=== DATA TO USE ===
####################

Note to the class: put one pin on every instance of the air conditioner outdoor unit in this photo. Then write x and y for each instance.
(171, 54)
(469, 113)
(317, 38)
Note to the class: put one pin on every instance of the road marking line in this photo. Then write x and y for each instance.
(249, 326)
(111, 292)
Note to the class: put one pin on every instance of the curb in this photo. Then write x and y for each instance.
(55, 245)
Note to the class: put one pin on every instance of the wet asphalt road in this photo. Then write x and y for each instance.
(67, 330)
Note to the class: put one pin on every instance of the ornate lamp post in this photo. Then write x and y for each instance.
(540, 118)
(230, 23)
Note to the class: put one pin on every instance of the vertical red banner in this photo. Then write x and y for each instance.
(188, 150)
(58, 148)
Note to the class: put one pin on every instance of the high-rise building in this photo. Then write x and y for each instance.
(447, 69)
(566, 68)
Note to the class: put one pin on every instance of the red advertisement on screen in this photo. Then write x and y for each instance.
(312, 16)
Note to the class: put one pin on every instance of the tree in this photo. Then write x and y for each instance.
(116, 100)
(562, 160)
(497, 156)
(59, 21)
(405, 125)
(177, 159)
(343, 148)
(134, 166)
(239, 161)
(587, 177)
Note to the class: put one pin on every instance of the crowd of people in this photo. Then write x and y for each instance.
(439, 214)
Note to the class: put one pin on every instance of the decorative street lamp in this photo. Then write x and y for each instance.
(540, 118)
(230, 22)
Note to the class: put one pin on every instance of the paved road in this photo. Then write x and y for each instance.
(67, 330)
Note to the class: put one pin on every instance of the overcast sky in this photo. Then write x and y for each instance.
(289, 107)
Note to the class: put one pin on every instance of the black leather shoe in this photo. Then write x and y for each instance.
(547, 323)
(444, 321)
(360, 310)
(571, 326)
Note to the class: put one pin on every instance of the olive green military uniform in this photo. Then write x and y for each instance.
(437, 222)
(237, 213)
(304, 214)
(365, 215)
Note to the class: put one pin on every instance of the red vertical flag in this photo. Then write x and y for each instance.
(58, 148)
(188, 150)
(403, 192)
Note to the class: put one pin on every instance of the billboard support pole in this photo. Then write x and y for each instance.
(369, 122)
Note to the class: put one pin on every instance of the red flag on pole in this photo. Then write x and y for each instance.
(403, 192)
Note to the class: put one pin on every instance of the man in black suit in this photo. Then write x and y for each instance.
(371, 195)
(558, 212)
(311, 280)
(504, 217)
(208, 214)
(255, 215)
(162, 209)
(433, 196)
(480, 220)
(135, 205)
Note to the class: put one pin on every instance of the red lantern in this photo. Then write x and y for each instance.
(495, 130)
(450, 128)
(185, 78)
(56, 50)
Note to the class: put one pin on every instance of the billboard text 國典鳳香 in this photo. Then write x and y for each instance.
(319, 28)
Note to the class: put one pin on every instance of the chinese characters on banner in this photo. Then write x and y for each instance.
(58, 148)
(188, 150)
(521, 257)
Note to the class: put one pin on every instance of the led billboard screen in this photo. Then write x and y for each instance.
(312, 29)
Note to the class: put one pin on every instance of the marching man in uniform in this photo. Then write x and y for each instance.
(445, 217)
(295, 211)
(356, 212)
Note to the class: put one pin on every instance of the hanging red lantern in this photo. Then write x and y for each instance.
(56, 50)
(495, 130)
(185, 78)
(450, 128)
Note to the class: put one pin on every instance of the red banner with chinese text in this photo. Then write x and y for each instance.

####################

=== ABOUT THIS TASK ===
Reproduce every record, making sure each one stays exactly the same.

=== SOLVED PROBLEM ===
Note to the class: put one pin on every instance of the air conditioner outdoor unit in this photo. Then write x and y for each instance.
(171, 54)
(469, 113)
(317, 38)
Note to the class: put one pin on every instance of the road marking line in this photo. Then write x and y for each instance.
(249, 326)
(111, 292)
Note to the class: put one pin on every instance of the curb in this photo. Then write x and y for each instance.
(55, 245)
Note to the class: put one pin on every instance of the wet asphalt road in this photo. Then write x and y for each instance.
(67, 330)
Note to the class: put one pin on every instance of the ornate lamp post in this photo. Then write x and y for each instance.
(540, 118)
(230, 23)
Note to the class: put one pin on every instance of the vertical red banner in this photo. Then write x and y for each instance.
(188, 150)
(58, 148)
Note to the class: put one pin on every instance of the high-rise building in this photo. Then write x and y for each instance.
(447, 69)
(566, 68)
Note to the class: put one pin on every instance of the red advertisement on screen in this photo. Then write x and y for each instance.
(312, 16)
Note to the class: put one pin on every instance of the tree in this photo. Then write x and y for each instance.
(116, 100)
(562, 160)
(497, 156)
(59, 21)
(405, 125)
(177, 159)
(343, 148)
(134, 166)
(239, 161)
(587, 177)
Note to the class: put one pin on every instance of the crowd of people in this photo. Then write x and y for each instance.
(439, 214)
Note to the class: put one pin on every instance of the decorative street lamp in this photo. Then write x and y for each instance.
(540, 118)
(230, 22)
Note to the class: put one pin on every instance of the paved road in this photo. Then write x and y for each instance.
(67, 330)
Note to the class: put one pin on every instance of the overcast sky in this photo. Then write x and y for each instance.
(289, 107)
Note to the class: put one pin on every instance of the black leather shoe in this photo. Then write x and y for each instance.
(547, 323)
(444, 321)
(360, 310)
(571, 326)
Note to the class: put one pin on every instance of the olive green military uniform in this photo. Then write x and y for each instance.
(437, 222)
(237, 213)
(304, 214)
(365, 215)
Note to the class: put one pin on every instance of the red vertical flag in this photo. Then write x and y for each instance.
(58, 148)
(188, 150)
(403, 192)
Note to the class: put one pin on every instance of the billboard support pole in this photo. Then write x and y for each instance.
(369, 122)
Note to the class: put one pin on every instance of the red flag on pole in this photo. Then write x and y for each instance.
(403, 192)
Note to the class: put one pin on every instance of the man in black suit in this photo. Then write x and y for each instance.
(371, 195)
(558, 212)
(311, 280)
(504, 217)
(208, 214)
(255, 215)
(162, 209)
(433, 196)
(480, 220)
(135, 205)
Note to the class: put one pin on every instance of the red lantern in this photo. Then write x and y for each instance.
(495, 130)
(450, 128)
(185, 78)
(56, 50)
Note to the class: put one pin on every instance of the billboard text 國典鳳香 in this photo. Then write x and y for each instance.
(319, 28)
Note to the class: put one pin on every instance of the chinese characters on banner in this photo. Then write x and y for each instance.
(58, 148)
(188, 150)
(521, 257)
Note to the class: put one pin on every instance of the led billboard screen in this photo. Then write x and y for each instance.
(312, 29)
Note to the class: put one pin on every instance of the marching man in uniform in this photo. Then write x and y for each instance.
(445, 217)
(295, 211)
(356, 212)
Note to the class: put one pin on every instance of the hanging red lantern in this photo. Then write x and y for each instance.
(56, 50)
(495, 130)
(185, 78)
(450, 128)
Note to the class: put one pin on every instance of the red banner with chinese text in this photo. Then write x and y for each instance.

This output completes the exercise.